Stored entries:
◇ ◇ ◇

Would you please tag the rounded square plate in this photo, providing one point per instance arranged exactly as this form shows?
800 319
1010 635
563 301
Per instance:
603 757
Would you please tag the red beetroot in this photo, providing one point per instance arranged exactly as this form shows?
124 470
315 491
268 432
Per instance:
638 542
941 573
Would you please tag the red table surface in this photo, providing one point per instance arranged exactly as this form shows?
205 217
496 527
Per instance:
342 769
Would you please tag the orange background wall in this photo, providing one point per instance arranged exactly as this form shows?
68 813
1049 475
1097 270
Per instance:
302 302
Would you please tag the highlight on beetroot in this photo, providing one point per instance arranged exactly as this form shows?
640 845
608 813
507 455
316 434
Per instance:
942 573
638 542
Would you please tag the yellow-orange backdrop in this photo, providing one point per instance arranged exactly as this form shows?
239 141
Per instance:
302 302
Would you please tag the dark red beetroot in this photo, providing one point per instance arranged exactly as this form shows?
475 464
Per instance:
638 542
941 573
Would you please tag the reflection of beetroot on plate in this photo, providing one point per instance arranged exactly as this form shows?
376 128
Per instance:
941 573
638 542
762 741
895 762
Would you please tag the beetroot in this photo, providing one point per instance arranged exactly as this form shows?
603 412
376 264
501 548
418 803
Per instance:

◇ ◇ ◇

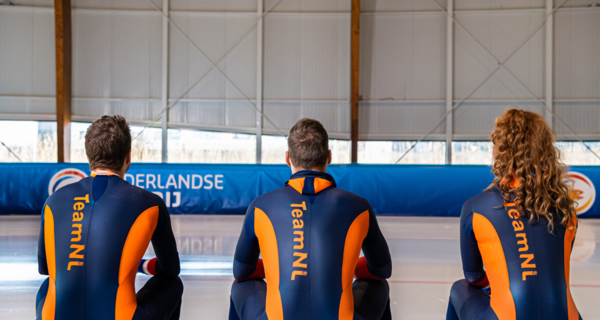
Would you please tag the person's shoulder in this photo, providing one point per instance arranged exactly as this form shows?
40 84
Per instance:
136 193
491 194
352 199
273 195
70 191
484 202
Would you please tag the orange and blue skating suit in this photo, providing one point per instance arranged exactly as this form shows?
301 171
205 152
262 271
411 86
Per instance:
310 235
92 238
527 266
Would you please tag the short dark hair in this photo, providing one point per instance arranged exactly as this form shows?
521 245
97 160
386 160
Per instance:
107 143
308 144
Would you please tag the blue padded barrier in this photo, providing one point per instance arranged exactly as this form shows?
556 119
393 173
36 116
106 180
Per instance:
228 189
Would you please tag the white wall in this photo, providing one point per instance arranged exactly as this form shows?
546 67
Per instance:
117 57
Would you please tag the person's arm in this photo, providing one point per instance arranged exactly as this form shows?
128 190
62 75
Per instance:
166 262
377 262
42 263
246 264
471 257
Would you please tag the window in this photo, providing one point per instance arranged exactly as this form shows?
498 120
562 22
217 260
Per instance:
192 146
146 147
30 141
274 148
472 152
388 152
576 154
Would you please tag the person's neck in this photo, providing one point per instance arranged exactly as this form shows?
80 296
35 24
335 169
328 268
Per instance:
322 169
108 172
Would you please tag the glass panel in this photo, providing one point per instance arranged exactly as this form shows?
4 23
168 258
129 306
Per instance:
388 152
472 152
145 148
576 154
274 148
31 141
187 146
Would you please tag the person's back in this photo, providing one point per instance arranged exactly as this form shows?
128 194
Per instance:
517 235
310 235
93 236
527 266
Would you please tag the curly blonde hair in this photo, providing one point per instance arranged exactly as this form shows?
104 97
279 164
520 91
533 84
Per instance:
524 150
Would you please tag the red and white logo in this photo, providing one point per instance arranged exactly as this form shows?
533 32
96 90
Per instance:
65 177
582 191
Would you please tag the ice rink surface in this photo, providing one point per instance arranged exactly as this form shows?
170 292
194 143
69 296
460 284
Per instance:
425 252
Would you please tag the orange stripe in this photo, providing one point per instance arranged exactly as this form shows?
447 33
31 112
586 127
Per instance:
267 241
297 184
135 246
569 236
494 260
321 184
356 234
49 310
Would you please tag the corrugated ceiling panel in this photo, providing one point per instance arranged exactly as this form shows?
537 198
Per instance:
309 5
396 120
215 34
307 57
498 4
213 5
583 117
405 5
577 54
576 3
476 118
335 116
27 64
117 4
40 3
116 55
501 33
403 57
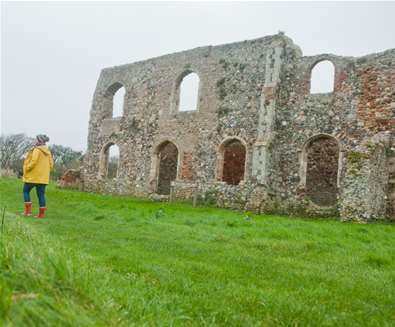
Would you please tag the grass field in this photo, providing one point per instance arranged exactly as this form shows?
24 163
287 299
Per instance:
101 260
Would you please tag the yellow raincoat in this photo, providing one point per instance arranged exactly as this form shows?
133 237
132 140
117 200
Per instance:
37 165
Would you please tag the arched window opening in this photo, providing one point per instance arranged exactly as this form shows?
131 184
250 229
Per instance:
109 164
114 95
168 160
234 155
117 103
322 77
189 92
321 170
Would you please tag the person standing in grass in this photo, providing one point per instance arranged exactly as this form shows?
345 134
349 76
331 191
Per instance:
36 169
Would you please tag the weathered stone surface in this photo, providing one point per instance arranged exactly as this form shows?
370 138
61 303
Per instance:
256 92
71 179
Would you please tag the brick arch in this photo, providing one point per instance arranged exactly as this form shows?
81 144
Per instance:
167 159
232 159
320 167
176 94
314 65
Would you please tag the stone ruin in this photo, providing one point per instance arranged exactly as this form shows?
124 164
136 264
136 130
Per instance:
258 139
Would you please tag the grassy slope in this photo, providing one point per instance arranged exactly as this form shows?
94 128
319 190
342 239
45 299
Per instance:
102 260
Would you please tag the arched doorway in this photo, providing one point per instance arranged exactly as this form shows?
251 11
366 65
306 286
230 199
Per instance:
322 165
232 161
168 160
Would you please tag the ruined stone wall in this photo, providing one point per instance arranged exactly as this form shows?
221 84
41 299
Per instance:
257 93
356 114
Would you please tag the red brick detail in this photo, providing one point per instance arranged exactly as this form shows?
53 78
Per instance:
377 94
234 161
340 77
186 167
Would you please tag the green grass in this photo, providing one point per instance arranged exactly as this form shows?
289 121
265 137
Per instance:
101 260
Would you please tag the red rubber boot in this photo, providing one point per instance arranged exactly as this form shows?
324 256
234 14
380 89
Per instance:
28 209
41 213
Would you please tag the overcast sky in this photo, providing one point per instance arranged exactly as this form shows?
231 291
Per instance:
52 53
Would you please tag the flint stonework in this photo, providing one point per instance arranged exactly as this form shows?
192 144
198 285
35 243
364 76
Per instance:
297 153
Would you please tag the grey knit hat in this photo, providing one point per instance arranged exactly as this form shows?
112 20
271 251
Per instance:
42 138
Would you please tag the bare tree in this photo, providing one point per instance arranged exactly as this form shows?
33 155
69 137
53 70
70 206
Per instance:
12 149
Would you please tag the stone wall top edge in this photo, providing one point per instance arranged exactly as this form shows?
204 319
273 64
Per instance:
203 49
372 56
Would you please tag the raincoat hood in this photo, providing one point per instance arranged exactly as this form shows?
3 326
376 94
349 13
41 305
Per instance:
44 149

◇ ◇ ◇

Pick out every line in the stored entries above that contains the word "wall", and copy each one out in full.

Written answer:
Would you please tag the orange background wall in this photo, providing one point per instance arranged exactly as this form shows?
Would you please tag the white wall in this photo, providing one point per instance arranged exactly as this form shows?
Would you please tag the ruined stone wall in this photo, providing one point per instance arranged exactly as this form shows?
Would you please tag the stone wall top edge in this photo, providing one point per instance arranged exactly as this form shows?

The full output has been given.